[REQUIRED WORK]
Reproduce the records below with every occurrence of "tight bounding box" replaced by "close-fitting bounding box", leaving all other text unchanged.

[SUPPLIED INFORMATION]
::::::::::
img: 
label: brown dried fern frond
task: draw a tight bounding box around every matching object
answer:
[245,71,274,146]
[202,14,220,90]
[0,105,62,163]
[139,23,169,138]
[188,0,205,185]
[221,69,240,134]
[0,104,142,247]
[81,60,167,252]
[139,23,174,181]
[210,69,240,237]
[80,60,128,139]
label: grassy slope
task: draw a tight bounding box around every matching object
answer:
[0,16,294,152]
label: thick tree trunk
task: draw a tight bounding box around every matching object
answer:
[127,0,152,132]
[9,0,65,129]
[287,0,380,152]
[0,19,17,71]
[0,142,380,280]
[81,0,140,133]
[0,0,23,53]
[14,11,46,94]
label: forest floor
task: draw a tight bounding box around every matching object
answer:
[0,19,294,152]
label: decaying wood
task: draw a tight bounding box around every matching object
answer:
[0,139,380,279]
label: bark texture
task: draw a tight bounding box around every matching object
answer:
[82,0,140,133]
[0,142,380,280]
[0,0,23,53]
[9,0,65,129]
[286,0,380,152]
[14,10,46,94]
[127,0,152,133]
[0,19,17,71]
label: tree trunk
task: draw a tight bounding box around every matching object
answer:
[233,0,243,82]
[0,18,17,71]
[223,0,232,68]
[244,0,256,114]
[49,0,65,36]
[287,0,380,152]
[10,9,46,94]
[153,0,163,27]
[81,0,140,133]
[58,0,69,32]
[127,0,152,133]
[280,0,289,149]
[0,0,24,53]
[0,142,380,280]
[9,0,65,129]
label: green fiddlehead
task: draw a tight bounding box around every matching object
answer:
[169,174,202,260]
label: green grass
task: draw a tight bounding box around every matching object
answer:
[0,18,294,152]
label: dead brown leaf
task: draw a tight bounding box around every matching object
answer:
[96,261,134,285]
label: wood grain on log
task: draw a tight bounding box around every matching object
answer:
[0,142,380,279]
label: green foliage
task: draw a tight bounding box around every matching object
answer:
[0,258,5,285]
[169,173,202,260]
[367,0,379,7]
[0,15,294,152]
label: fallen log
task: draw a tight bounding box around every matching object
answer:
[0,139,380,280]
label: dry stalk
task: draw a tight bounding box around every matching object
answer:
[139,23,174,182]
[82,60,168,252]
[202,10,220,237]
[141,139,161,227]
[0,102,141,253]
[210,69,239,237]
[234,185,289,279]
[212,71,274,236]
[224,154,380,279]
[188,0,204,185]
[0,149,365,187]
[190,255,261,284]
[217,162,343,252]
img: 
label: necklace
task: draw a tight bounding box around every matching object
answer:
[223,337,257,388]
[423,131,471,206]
::::::::::
[THE OUTPUT]
img: 
label: brown dried fern frond
task: draw a close-fitting bounding box around every matching object
answer:
[245,71,274,146]
[202,14,220,90]
[0,105,62,163]
[139,23,169,138]
[188,0,205,185]
[221,69,240,134]
[0,104,142,247]
[81,60,167,252]
[139,23,174,181]
[210,69,240,237]
[80,60,128,139]
label: grassy slope
task: draw a close-fitting bounding box around every matching object
answer:
[0,16,294,152]
label: thick tree trunk
task: draw a close-fitting bounding box around every matching object
answer:
[127,0,152,132]
[9,0,65,129]
[287,0,380,152]
[0,19,17,71]
[0,142,380,280]
[81,0,140,133]
[0,0,23,53]
[14,11,46,94]
label: forest floor
task: draw a close-fitting bounding box around every matching object
answer:
[0,19,294,152]
label: decaying wood
task: draw a close-fitting bounding box around every matching object
answer:
[0,139,380,279]
label: bark texture
task: draw a close-fitting bounding box around every matching object
answer:
[82,0,140,133]
[0,142,380,280]
[0,0,23,53]
[9,0,65,129]
[286,0,380,152]
[14,10,46,94]
[127,0,152,133]
[0,19,17,71]
label: tree trunk
task: draw a close-fitting bounding box around every matching object
answer:
[233,0,243,82]
[0,18,17,71]
[223,0,232,68]
[244,0,256,114]
[49,0,65,36]
[287,0,380,152]
[10,9,46,94]
[153,0,163,27]
[81,0,140,133]
[58,0,69,32]
[127,0,152,133]
[280,0,289,149]
[0,0,24,53]
[0,142,380,280]
[9,0,65,129]
label: green fiddlehead
task: draw a close-fitting bounding box around every matching object
answer:
[169,174,202,260]
label: green grass
task: draw a close-fitting bounding box around every matching object
answer:
[0,18,294,152]
label: dead brown leaf
task: draw a close-fitting bounding box around every matching object
answer:
[96,261,134,285]
label: wood grain on log
task: draw a close-fitting bounding box around every matching object
answer:
[0,142,380,279]
label: green foliage
task: draw a close-fitting bounding box around every matching object
answer:
[0,258,5,285]
[169,173,202,260]
[367,0,379,7]
[0,15,294,152]
label: fallen log
task: draw a close-fitting bounding box around every matching object
answer:
[0,139,380,280]
label: dry stalk
task: draw a close-fitting bounding box around every matching object
answer:
[139,23,174,182]
[82,60,168,252]
[202,10,220,237]
[141,139,161,227]
[0,102,141,253]
[210,69,239,237]
[234,185,289,279]
[212,71,274,236]
[224,154,380,279]
[188,0,204,185]
[0,149,365,187]
[190,255,261,284]
[217,162,343,252]
img: 
label: necklace
task: draw a close-fitting bounding box around every matching object
answer:
[223,337,257,388]
[423,131,471,206]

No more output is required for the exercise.